Reproduce word for word the part of the passage on obtaining financial advantage by deception that runs from "If yes, then he will ask 2.2." up to and including "will ask 2.4.".
[Start of Document excerpt]
Other defences available include factual dispute, duress, wrongful identification, mental impairment, honest and reasonable mistake or belief or necessity may apply.

In a trial, the questions a judge will ask the jury to consider are:7

  1. Did the accused obtain financial advantage?
    If yes, then he will ask question 2.
    If no, then the accused is not guilty of obtain a financial advantage by deception.
  2. Did the accused obtain financial advantage by deception?
    • 2.1. Did the accused make a false representation?
      (Consider – Did the accused make the representation alleged by the prosecution. Was that representation false when it was made?)
      If yes, then he will ask 2.2.
      If no, then the accused is not guilty of obtain financial advantage by deception.
    • 2.2 At the time of making the representation, did the accused know that the representation was false, or that it was probably false?
      If yes, then he will ask 2.3.
      If no, then the accused is not guilty of obtain financial advantage by deception.
    • 2.3 Did the accused intend that the false representation would be acted upon?
      If yes, then he will ask 2.4.
      If no, then the accused is not guilty of obtain financial advantage by deception.
    • 2.4 Did the accused obtain the financial advantage as a result of making the false representation?
      If yes, then he will ask 3.
      If no, then the accused is not guilty of obtain financial advantage by deception.
[End of Document excerpt]
[Start of Entries provided]
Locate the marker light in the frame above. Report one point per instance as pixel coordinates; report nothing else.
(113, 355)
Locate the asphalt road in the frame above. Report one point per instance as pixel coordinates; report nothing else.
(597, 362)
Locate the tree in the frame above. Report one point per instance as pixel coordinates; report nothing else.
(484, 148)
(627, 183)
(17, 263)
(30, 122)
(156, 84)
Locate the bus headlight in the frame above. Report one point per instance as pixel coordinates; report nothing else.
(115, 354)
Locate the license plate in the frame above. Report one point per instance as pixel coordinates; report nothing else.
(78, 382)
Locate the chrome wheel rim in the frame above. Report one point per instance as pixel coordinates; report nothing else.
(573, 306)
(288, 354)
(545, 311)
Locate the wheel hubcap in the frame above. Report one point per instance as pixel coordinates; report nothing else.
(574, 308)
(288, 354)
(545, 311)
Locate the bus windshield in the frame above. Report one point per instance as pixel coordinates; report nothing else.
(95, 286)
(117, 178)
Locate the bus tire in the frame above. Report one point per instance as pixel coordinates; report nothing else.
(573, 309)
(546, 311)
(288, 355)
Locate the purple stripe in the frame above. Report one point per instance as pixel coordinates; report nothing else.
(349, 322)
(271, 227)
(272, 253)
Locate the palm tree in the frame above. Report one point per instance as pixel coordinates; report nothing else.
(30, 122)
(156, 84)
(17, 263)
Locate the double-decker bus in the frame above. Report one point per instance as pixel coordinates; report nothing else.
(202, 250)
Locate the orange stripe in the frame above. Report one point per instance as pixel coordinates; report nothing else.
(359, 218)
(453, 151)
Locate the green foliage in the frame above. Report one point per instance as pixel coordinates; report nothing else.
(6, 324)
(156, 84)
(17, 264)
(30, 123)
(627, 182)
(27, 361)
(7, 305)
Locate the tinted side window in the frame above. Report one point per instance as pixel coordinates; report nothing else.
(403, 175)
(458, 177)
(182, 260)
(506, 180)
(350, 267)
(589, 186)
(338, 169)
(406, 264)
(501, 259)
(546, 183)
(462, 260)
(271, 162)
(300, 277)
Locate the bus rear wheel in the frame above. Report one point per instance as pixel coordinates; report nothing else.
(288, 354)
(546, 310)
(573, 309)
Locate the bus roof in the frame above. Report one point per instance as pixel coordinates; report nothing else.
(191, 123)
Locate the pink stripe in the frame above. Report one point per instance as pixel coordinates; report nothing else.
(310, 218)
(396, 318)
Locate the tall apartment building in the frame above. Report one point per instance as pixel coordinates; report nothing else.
[End of Entries provided]
Finished answer>
If yes, then he will ask 2.2.
      If no, then the accused is not guilty of obtain financial advantage by deception.
    • 2.2 At the time of making the representation, did the accused know that the representation was false, or that it was probably false?
      If yes, then he will ask 2.3.
      If no, then the accused is not guilty of obtain financial advantage by deception.
    • 2.3 Did the accused intend that the false representation would be acted upon?
      If yes, then he will ask 2.4.